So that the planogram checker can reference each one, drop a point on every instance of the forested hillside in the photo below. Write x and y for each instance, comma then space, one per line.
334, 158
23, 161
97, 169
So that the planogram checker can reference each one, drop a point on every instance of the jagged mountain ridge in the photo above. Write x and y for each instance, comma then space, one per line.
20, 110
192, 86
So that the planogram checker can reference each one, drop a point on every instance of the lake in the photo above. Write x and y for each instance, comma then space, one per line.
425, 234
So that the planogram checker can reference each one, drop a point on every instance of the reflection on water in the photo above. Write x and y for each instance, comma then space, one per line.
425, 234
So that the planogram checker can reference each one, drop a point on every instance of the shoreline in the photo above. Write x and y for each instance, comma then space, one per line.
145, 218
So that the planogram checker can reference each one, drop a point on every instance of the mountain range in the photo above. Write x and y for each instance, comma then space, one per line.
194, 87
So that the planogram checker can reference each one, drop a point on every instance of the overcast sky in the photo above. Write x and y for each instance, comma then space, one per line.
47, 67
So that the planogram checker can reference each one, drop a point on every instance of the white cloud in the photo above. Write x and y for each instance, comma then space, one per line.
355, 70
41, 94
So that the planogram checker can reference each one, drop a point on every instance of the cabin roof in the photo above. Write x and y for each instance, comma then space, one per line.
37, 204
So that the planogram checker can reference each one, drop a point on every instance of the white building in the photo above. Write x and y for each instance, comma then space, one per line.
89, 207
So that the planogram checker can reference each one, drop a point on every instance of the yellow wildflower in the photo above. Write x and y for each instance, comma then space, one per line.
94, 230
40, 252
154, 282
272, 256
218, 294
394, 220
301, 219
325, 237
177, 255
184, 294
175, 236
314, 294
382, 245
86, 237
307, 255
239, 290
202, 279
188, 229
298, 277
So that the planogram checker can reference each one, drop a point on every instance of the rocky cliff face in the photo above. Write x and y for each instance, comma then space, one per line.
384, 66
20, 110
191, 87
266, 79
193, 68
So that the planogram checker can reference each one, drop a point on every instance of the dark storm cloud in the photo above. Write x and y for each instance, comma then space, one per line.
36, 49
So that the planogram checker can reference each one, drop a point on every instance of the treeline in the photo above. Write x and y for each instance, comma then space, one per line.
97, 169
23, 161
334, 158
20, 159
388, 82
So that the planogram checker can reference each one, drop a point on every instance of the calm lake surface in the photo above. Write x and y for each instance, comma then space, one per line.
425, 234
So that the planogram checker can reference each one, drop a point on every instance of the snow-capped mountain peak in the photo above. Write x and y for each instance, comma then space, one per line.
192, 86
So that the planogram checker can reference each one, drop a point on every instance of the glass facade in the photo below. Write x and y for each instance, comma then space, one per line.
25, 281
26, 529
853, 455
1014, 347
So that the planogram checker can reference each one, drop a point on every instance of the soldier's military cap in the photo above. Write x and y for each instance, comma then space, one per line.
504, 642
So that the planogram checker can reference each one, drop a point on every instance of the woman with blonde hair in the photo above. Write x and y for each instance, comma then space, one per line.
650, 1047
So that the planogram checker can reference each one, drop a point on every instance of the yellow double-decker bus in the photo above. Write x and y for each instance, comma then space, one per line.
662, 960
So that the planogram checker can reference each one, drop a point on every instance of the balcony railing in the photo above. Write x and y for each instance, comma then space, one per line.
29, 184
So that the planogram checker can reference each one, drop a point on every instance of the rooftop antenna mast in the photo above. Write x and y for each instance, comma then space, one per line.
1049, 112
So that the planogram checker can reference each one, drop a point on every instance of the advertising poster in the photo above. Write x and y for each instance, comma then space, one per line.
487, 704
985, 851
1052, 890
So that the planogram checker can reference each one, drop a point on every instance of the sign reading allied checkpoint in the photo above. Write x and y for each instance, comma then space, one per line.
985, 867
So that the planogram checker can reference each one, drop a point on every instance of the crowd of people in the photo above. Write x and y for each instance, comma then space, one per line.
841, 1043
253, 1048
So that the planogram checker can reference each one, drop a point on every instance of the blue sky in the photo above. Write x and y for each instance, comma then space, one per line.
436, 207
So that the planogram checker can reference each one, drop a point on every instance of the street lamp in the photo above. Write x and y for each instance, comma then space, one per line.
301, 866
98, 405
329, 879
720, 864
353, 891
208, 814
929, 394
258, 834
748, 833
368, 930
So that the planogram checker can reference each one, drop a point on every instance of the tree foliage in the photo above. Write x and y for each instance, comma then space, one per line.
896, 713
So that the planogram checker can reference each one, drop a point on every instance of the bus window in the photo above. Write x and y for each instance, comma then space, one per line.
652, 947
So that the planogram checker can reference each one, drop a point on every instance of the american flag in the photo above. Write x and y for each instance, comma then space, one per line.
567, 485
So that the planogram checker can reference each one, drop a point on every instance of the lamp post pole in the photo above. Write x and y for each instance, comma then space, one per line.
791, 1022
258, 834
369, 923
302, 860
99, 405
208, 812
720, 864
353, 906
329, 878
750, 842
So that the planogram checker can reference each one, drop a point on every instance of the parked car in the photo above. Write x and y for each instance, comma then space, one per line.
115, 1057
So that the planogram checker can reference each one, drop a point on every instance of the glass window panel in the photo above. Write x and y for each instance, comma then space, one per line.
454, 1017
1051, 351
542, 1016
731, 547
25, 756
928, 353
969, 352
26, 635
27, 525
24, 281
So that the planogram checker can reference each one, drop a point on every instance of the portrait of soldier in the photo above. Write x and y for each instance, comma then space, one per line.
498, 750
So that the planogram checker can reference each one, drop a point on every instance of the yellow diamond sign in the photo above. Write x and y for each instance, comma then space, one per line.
------
Given task: Copy all of the data above line for line, without changing anything.

Full solution:
So that the planogram checker can reference each one, drop a point on every instance of the forested hillside in the photo below. Write x and y for each instance, comma then space, one per line.
334, 158
23, 161
97, 169
So that the planogram checker can reference each one, drop a point on every instance of the jagged mountain ridge in the photo above. Write x and y for each instance, comma then space, one per line.
20, 110
192, 86
So that the planogram checker can reference each one, drop a point on every instance of the lake in the photo above. Write x and y for each instance, comma then space, one per line.
425, 234
So that the planogram checker can reference each one, drop a point on every instance of the reflection on water in the photo above. Write x and y for each instance, comma then space, one per line.
425, 234
So that the planogram checker can reference each one, drop a point on every instance of the shoreline in the photo above. Write x and y for each instance, comma then space, one per line.
145, 218
So that the planogram checker can reference each one, drop a point on every instance of the mountain range in the photo above. Write x and y for each instance, comma then space, one per line.
194, 87
So that the planogram checker can reference each one, drop a point on every instance of the overcast sky in the photo above. Write x and y for each instance, comma then space, one per line.
47, 67
So that the planogram checker can reference each one, drop a point on every instance of the white cloud in the photo above. Write x and y for each instance, comma then space, one per line.
355, 70
41, 94
So that the planogram checker can reference each one, drop a point on every instance of the cabin roof in the photo above. Write x and y for each instance, comma then space, one per line.
37, 204
So that the planogram checker can reference each one, drop a point on every instance of the white building in the photo above. Write x and y for each instance, comma then space, one per line.
89, 207
So that the planogram checker can reference each one, drop a point on every instance of the yellow wildflower in the photo above. Write x and y for each instance, comma then space, one per line.
94, 230
40, 252
154, 282
272, 256
218, 294
394, 220
301, 219
325, 237
177, 255
184, 294
175, 236
314, 294
382, 245
86, 237
307, 255
239, 290
202, 279
188, 229
298, 277
So that the planogram checker can reference each one, drop a point on every instance of the rocky cliff face in the photo above. Write x and y for each instance, comma then space, one per line.
384, 66
20, 110
191, 87
266, 79
193, 68
So that the planogram checker can reference each one, drop a point on every instance of the dark storm cloud in the photo above. Write x and y for each instance, comma then space, one per line.
36, 49
So that the planogram checker can reference each one, drop a point on every instance of the treeline in the photo above. Write x and y for each instance, comma then space, one per line.
97, 169
23, 161
334, 158
20, 159
388, 82
So that the planogram checker can reference each one, drop a point on every instance of the calm lake surface in the photo above. Write x and y for each instance, comma then space, one per line.
425, 234
So that the planogram checker can reference each one, drop a point on every instance of the snow-capped mountain peak in the photo above. Write x and y for each instance, comma then space, one per line.
192, 86
So that the planogram checker can reference each one, drop a point on every instance of the glass facade in the photo below. Write x and y for each instance, comma then space, one per line.
25, 281
26, 529
853, 455
1014, 347
So that the planogram checker can reference each one, drop a point on every instance of the soldier's military cap in the photo above. Write x and y for each instance, comma then space, one per line.
504, 642
So that the planogram checker can reference each one, drop a point on every instance of the woman with blonde hair in the photo above. Write x and y for each instance, comma then space, one per line.
650, 1047
So that the planogram checker can reference each one, drop a point on every instance of the yellow double-decker bus in the photo above. Write x and y for each instance, comma then space, one per line.
662, 960
So that the planogram checker can reference each one, drop a point on every instance of the balcony railing in the photo above. Write x and y for each instance, comma then space, one per line.
29, 184
So that the planogram checker can reference each one, drop a point on every instance of the rooftop antenna mast in the photo above. Write x and y for each instance, comma then space, one per line.
1049, 112
So that the planogram checker can reference each one, drop a point on every instance of the advertising poster in the photo above. Write x and y for each instance, comma then space, one per line.
487, 704
985, 851
1052, 890
So that the planogram checker can reference each one, drop a point on every instance of the sign reading allied checkpoint in the photo above. Write x and y for each instance, comma then space, one per line.
985, 867
So that the planogram checker can reference each one, drop a point on every instance of the crowd of people in the photo above. Write x and y for each instance, comma then space, one per line.
841, 1043
253, 1048
So that the planogram checker can reference each one, drop a point on every instance of the blue sky in the photo above. Write x and y for each instance, comma then space, one per line.
436, 207
So that the planogram checker can reference each one, drop a point on every instance of the street lamp in the photo above. Write x and y for each instance, comma then space, one per line.
301, 866
98, 405
329, 879
720, 864
353, 891
208, 814
929, 394
258, 834
748, 833
368, 930
So that the planogram checker can reference each one, drop a point on every instance of the tree foliage in the photo above. Write x and y for each instance, comma then space, one per line.
896, 713
So that the planogram checker can reference each one, drop a point on every instance of the bus window in the photo above. Write x and y for each instance, comma then space, one per line.
652, 947
So that the planogram checker can reference each one, drop a point on every instance of the american flag in the photo above. Write x and y for each instance, comma then space, one per line.
567, 485
So that the planogram checker can reference each one, drop a point on every instance of the lamp post pole in the photo above. Write x and y for each instance, comma then space, one per line.
791, 1022
258, 834
369, 923
302, 860
99, 405
208, 812
720, 864
353, 906
329, 878
750, 842
So that the planogram checker can reference each one, drop a point on every instance of the parked car in the photo above. Write x and y for each instance, comma then space, one per line.
115, 1057
So that the planogram checker can reference each one, drop a point on every instance of the glass window panel in the photo above. Write x and y for each instance, comma then space, one per line.
454, 1017
1051, 351
542, 1016
731, 547
25, 756
928, 353
969, 352
26, 635
27, 525
24, 281
So that the planogram checker can reference each one, drop a point on every instance of the portrait of soldier in the photo above. Write x and y for each instance, comma then space, one per line.
498, 750
So that the planogram checker can reference each one, drop a point on every instance of the yellow diamond sign in the photo above. Write x and y for each instance, comma then space, one per line.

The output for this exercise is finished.